[TEXT SEGMENT]:
--- START ---

Second, low oil prices offer an unprecedented opportunity to put in place new climate and energy policies to curb warming and put us on a path to net zero. That’s because until recently, the world was happily planning to buy oil for $60 a barrel for the foreseeable future. Prices bottomed out due to a confluence of grounded planes, geopolitical spats, and structural issues in the US oil industry, not because consumers are fundamentally unwilling or unable to buy energy at higher prices. The effect of oil price on the downstream energy costs for businesses is also muted—less than 35% of the price of gasoline in most countries is attributable to the cost of oil (the rest is a mixture of taxes, distribution, and marketing costs). The swing in fuel prices resulting from a $40 drop or rise in oil prices is less severe than intuition would dictate.

What if we harnessed the delta between today’s record-low oil prices, and the prices we were paying in 2019, to pay to clean up the carbon pollution generated by these fuels? If, after adding on the costs of such cleanup, fossil fuels couldn’t compete with renewables, that would signal their demise. Policymakers have been so focused on trying to make renewables cheap that they’ve so far missed out on an alternative, complementary goal: “decarbonising” oil and gas such that it has the same, carbon-free property of renewables. How? By requiring carbon extractors to store enough CO2 to counterbalance the carbon embedded in their products. This is at the heart of the Carbon Takeback Obligation, a proposal requiring oil and gas companies to take responsibility for the emissions their products generate. It’s also present to varying degrees in commitments from oil and gas companies like Repsol, Occidental, BP, Shell, and Total, who claim they will increasingly account for and offset the carbon contained in their products. If the cost of storing enough CO2 such that it offsets the carbon content in a barrel of oil is on the order of $40 or less (roughly the difference in the oil price from its 2020 peak in January to today), that’s a price we can afford and one we should be willing to pay to save the climate.

--- END ---

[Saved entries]
--- START ---

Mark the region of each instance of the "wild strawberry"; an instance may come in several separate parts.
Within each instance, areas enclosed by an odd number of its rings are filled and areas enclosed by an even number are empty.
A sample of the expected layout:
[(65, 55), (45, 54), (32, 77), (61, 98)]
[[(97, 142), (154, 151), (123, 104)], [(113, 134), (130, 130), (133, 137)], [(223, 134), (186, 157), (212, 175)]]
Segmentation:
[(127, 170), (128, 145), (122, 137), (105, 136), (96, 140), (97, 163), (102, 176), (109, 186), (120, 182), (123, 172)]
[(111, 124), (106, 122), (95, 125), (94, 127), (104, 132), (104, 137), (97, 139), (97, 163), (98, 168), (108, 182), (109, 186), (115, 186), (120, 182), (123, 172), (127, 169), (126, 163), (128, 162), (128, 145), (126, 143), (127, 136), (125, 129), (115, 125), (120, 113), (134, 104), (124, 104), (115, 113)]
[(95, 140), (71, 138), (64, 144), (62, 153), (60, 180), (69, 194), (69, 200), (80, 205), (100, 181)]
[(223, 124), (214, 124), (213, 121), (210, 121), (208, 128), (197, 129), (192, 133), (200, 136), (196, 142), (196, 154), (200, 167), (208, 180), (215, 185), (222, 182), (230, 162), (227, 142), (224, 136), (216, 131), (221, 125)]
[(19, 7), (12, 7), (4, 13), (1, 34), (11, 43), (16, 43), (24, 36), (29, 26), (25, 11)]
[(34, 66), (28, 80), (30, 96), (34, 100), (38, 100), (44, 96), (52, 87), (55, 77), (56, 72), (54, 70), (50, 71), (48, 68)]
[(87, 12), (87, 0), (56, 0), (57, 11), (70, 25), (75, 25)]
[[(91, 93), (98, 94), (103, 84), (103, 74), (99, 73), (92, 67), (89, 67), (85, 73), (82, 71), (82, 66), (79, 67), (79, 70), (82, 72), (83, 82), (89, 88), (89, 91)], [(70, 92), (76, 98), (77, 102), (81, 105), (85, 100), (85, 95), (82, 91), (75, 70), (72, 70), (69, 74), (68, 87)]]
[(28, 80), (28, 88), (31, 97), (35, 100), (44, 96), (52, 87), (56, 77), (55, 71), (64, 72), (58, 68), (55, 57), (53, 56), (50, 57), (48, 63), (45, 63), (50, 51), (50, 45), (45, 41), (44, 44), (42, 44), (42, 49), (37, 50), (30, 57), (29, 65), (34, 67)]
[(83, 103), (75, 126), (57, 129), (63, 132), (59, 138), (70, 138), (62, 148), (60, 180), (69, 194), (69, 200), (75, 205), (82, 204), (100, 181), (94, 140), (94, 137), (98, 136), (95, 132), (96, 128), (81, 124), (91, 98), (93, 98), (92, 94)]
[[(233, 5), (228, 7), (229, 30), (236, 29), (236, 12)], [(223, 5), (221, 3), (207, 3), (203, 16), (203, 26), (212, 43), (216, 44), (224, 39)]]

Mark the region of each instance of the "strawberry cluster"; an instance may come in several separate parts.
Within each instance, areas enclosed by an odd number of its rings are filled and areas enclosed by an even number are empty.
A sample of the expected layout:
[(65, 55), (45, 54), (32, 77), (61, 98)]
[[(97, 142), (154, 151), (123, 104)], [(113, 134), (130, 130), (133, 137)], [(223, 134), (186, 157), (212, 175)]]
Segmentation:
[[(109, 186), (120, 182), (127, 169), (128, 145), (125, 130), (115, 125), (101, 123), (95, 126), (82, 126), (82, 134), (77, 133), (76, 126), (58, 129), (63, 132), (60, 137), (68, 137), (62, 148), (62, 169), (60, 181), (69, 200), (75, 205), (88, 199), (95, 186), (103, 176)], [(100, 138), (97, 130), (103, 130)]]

--- END ---
--- START ---

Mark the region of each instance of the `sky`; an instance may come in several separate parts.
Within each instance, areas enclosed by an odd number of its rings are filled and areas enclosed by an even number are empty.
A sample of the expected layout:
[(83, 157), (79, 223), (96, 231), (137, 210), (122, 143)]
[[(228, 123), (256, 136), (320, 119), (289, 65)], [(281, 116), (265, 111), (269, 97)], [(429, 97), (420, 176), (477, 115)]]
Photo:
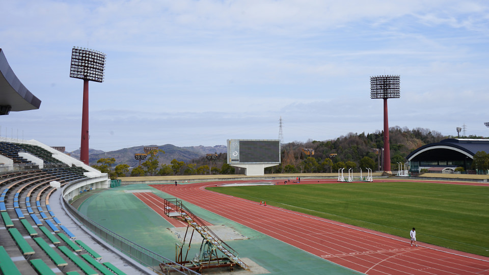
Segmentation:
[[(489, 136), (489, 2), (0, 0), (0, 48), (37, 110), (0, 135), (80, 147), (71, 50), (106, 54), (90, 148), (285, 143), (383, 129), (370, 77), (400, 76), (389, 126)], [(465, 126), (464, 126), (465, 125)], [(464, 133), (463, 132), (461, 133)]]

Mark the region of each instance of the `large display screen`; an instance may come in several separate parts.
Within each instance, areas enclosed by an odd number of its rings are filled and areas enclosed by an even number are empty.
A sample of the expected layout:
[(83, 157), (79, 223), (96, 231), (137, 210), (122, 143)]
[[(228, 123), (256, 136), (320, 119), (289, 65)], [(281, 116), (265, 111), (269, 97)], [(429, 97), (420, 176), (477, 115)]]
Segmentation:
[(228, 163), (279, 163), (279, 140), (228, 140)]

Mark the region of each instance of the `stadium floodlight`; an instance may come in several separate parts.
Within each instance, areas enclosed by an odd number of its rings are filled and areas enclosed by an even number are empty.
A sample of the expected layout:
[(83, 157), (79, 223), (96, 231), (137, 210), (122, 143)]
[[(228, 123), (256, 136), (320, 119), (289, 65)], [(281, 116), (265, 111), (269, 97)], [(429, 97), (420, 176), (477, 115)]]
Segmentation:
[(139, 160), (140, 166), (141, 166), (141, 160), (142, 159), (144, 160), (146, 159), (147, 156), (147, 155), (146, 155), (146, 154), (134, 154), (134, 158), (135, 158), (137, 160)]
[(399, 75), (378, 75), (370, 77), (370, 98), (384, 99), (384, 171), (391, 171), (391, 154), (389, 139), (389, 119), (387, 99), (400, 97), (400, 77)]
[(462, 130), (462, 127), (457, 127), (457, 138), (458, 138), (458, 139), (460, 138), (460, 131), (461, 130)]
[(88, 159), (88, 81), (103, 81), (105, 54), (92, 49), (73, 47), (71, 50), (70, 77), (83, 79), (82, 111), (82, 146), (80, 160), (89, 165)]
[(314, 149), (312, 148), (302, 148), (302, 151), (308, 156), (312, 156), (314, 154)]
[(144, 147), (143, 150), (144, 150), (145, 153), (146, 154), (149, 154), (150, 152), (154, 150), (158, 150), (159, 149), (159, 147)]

--- END ---

[TASKS TO COMPLETE]:
A) Render this sentence from the oil-price passage in Spanish: "The swing in fuel prices resulting from a $40 drop or rise in oil prices is less severe than intuition would dictate."
B) Carry on the oil-price passage, picking up right after its final sentence.

[ANSWER SECTION]:
A) La variación de los precios del combustible derivada de una caída o subida de 40 dólares en los precios del petróleo es menos severa de lo que dictaría la intuición.

B)
A Carbon Takeback Obligation would effectively increase the cost of production of oil and gas, making sure that fewer marginal, high-risk fossil fuel projects pencil out, and thereby reducing systemic risk. It’s good for oil producers and investors because it reduces the degree to which demand for oil drops – liquid fuels can still be a useful means of providing energy, provided the carbon pollution they cause has been cleaned up in advance through commensurate storage. It’s good for the climate because it stops fossil fuels from causing climate damage thanks to the permanent storage of equivalent volumes of CO2 from other industrial sources.

Low oil and gas prices are no boon for the climate in the short term, but they give us a window into a future of ever-decreasing fossil fuel demand that may deter expansion. The silver lining is the opportunity to put in place policies that get us paying to decarbonise the fossil fuels we dig up, still at a discount to yesterday’s prices.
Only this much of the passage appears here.